SELECTED PASSAGE below:
McGlaughn said that anarchist groups started springing up along with election concerns which increased gun sales dramatically.
“Everybody bought a new gun and they wanted some bullets to go with it — it overwhelmed them and depleted the market,” said McGlaughn.
“It’s not just the bullets themselves, it’s the components, the brass casings, the primers, the powders, the actual projectiles, each company has to make each one of those things,” he said.
McGlaughn said only two companies make primers for the bullets in the U.S., Federal and CCI. (A primer ignites the propellant powder in a given cartridge.) According to McGlaughn, those companies’ primers, which are usually sold to other ammo manufacturers, are going to their own products right now.
“They don’t have any excess to sell to other ammunition manufacturers,” he said.
McGlaughn buys the ammo for the police department and he said it’s getting tougher to find it for the officers required training.
“We have guidelines set forth by the State as far as what we have to do with firearms qualifications as a police department...we have to qualify once a year to just show proficiency with a weapon,” said McGlaughn.
McGlaughn, who attends area gun shows, said the prices he has seen reflect the current battle of supply and demand.
“Prices are crazy on loaded ammo, all across the board,” he said.
McGlaughn singled out the .22 long rifle ammo as an example.
End of SELECTED PASSAGE.
INFORMATION PROVIDED below:
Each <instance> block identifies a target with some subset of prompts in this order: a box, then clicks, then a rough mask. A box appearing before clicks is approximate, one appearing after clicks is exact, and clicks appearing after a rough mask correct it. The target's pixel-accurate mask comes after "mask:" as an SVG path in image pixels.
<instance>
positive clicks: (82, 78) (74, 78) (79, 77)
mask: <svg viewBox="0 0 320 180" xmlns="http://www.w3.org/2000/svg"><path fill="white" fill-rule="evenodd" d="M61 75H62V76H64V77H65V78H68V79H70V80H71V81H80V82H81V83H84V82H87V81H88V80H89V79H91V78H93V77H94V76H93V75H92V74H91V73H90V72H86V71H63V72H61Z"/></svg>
End of INFORMATION PROVIDED.
:: TASK DESCRIPTION ::
Reproduce verbatim everything in the ammunition shortage passage from "McGlaughn said only" down to "supply and demand.". The material above is separate from the ammunition shortage passage.

:: RESULT FOR THIS TASK ::
McGlaughn said only two companies make primers for the bullets in the U.S., Federal and CCI. (A primer ignites the propellant powder in a given cartridge.) According to McGlaughn, those companies’ primers, which are usually sold to other ammo manufacturers, are going to their own products right now.
“They don’t have any excess to sell to other ammunition manufacturers,” he said.
McGlaughn buys the ammo for the police department and he said it’s getting tougher to find it for the officers required training.
“We have guidelines set forth by the State as far as what we have to do with firearms qualifications as a police department...we have to qualify once a year to just show proficiency with a weapon,” said McGlaughn.
McGlaughn, who attends area gun shows, said the prices he has seen reflect the current battle of supply and demand.